**本文**.
____________________

Hanes

知る人ぞ知る、江戸時代から伝わる霊岸島七不思議


こんにちは。アクティブ特派員のHanes(ハネス)です。
特派員になりたての頃、よく知られている「八丁堀七不思議」をご紹介しました。
しかし、中央区内にはもう1つ「七不思議」があることをご存知でしたか?

気になるもう1つの七不思議の舞台はなんと霊岸島
江東区江戸深川資料館の「江戸の町と記録に見る七不思議」によると、これは十方庵大浄敬順の『遊歴雑記』に「霊岸島古来七ッの奇事」として記録されているといいます。

【霊岸島七不思議】
1. 霊岸島には雷が落ちない
2. 霊岸島には南天を植えても実がならない
3. 霊岸島の円覚寺にある薬師は、宵薬師のため縁日の 8日・12日には参詣者がいない
4. 金毘羅様も同様に縁日の10日には参詣者がいない
5. 蕎麦屋だが米屋三左衛門という店がある
6. 糊屋喜兵衛という銭湯がある
7. 花屋七郎右衛門という材木商がある

どれもこれも気になりますが、まずは1つ目の落雷と2つ目の南天にフォーカスしたいと思います。

____________________

**提供情報**.
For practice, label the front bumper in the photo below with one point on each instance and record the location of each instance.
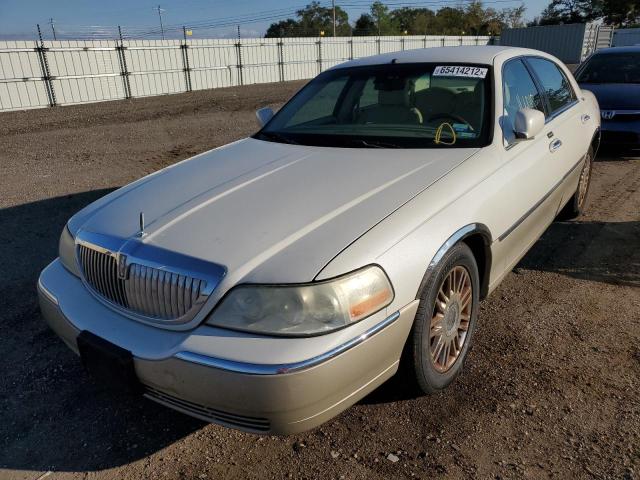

____________________

**作業内容**.
1. 霊岸島七不思議の本文にある一文「しかし、中央区内にはもう1つ「七不思議」があることをご存知でしたか?」を英語に訳すこと。
2. 霊岸島七不思議の本文によると、『遊歴雑記』ではこの七不思議は何として記録されているか。
3. 霊岸島七不思議の本文を、最後の文の後から書き継ぐこと。

**解答一覧**.
1. However, did you know that there is another set of "seven wonders" in Chuo Ward?

2. 「霊岸島古来七ッの奇事」として記録されている。

3.
この2つの不思議は、かつて霊岸島に霊巌寺を開いた応誉霊巌上人に関係しています。
よく言われているのは、南天の実と引き換えに、落雷を避けるようこの上人が神仏に祈願したというエピソード。
南天の実の件は本当なのか、実際に調べたくなりますね^^

前述の霊巌寺は、1657年に発生した明暦の大火で全焼し、深川に移転。
現在は江東区白河にあり、白河藩主だった松平定信の菩提寺であったことから彼のお墓があることでも知られています。

 知る人ぞ知る、江戸時代から伝わる霊岸島七不思議


続いては、3つ目と4つ目の縁日に関する不思議。
そもそも薬師如来の縁日は毎月8日と12日、金毘羅様の縁日は毎月10日とされています。
しかし、円覚寺の薬師如来は毎月7日と11日が縁日と、実際の縁日より1日早かったのです。
8日と12日まで持ち越さないため、明治になって火災に遭い廃寺になったという話も...
また箱崎の金毘羅様でも、1日早く9日を縁日としていました。

ではなぜ1日早かったのか...それはまだ私の中でも不思議のままです。
江戸時代の信仰事情にまで幅を広げ、引き続き調べてみたいと思います。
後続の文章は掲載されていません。